___ Study material ___

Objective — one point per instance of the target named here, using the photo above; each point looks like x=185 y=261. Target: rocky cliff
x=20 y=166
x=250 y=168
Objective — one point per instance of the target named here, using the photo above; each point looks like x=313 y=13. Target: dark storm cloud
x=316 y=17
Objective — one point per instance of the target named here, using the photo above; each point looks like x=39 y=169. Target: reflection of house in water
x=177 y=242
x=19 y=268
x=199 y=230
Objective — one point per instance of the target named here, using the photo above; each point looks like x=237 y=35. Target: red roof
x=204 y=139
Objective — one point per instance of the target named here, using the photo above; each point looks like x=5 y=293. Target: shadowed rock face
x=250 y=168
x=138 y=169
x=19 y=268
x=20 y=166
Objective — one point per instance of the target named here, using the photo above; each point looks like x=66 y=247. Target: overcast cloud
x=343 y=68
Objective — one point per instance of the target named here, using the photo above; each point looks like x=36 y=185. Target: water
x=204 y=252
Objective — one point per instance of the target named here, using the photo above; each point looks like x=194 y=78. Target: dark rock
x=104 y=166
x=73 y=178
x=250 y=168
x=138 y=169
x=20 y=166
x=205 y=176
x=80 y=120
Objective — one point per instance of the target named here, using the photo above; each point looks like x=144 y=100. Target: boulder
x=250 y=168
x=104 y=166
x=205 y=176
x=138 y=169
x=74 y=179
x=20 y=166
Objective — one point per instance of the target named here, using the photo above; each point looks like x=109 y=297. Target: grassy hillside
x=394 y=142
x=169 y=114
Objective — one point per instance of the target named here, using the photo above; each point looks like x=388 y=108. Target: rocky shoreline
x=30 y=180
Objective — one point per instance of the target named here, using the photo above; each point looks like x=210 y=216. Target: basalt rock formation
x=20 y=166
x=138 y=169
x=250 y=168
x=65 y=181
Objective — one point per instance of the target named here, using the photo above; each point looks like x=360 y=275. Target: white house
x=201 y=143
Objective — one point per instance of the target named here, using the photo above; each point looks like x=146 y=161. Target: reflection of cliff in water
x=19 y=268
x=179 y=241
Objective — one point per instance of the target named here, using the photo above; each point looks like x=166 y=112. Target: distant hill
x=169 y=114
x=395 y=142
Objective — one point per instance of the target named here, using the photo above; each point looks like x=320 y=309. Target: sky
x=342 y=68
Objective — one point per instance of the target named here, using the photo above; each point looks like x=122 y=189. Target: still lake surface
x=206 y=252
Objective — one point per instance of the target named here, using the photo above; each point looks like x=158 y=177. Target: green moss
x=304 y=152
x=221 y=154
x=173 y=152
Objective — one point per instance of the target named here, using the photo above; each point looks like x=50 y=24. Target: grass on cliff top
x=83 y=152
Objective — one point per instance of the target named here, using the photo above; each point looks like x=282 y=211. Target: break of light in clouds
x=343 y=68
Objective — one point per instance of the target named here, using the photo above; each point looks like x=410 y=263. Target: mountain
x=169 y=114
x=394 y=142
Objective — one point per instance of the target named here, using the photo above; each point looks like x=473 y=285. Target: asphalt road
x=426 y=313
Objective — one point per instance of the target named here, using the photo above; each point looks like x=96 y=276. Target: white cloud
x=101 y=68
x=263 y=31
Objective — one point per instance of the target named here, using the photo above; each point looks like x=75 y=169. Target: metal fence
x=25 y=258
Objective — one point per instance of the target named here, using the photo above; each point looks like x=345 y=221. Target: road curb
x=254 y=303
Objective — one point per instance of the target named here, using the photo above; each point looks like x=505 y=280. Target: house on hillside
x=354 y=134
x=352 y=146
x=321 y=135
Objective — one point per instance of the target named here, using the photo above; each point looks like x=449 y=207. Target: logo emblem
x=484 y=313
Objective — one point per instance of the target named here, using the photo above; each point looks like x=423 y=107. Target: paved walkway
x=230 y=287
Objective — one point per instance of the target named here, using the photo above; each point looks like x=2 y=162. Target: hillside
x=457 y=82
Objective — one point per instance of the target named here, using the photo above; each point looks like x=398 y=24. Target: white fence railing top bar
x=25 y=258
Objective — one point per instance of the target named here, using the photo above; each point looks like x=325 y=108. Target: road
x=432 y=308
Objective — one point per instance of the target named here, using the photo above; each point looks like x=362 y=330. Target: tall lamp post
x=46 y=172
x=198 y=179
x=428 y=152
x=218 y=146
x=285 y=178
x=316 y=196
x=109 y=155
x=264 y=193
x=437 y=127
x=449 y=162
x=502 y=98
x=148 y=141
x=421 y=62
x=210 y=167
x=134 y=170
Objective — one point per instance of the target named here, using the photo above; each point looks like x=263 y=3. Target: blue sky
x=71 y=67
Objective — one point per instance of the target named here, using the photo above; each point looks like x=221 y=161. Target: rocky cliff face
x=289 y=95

___

**What this task involves**
Which lines run from the one holding "y=263. Target: mountain" through the end of the data? Write them out exactly, ends included, and add nothing.

**Solved exercise**
Objective — one point per instance of the target named here, using the photo above; each point looks like x=410 y=263. Target: mountain
x=169 y=114
x=394 y=142
Objective — one point per instance of the target named here, using the photo above; each point looks like x=473 y=285. Target: asphalt road
x=426 y=313
Objective — one point per instance of the target named here, using the photo above; each point looks like x=96 y=276. Target: white cloud
x=101 y=68
x=263 y=31
Objective — one point per instance of the target named here, using the photo above; each point looks like x=75 y=169. Target: metal fence
x=25 y=258
Objective — one point per instance of the target named here, using the photo above; each point looks like x=345 y=221. Target: road curb
x=254 y=303
Objective — one point per instance of the target named here, using the photo above; each point looks like x=505 y=280. Target: house on hillside
x=354 y=134
x=352 y=146
x=321 y=135
Objective — one point per instance of the target named here, using the photo above; each point looks like x=449 y=207. Target: logo emblem
x=484 y=313
Objective — one point per instance of the target named here, using the photo above; each point looks like x=423 y=107. Target: paved walkway
x=230 y=287
Objective — one point per instance of the target named here, using the photo above; each point looks like x=2 y=162. Target: hillside
x=457 y=82
Objective — one point per instance of the target named here, using the photo above; each point looks like x=398 y=24. Target: white fence railing top bar
x=25 y=258
Objective — one point per instance of the target named here, using the photo above; each point looks like x=325 y=108. Target: road
x=432 y=308
Objective — one point per instance of the target named here, using the photo above; each point looks like x=362 y=330. Target: tall lamp post
x=46 y=172
x=198 y=179
x=428 y=152
x=218 y=146
x=285 y=178
x=316 y=196
x=109 y=155
x=264 y=193
x=437 y=127
x=449 y=162
x=502 y=98
x=148 y=141
x=421 y=62
x=210 y=167
x=134 y=170
Objective — one point per instance of the target named here, using the photo above; each point looks like x=263 y=3. Target: blue sky
x=71 y=67
Objective — one point per instance of the target named here, using the photo above; each point looks like x=221 y=161. Target: rocky cliff face
x=289 y=95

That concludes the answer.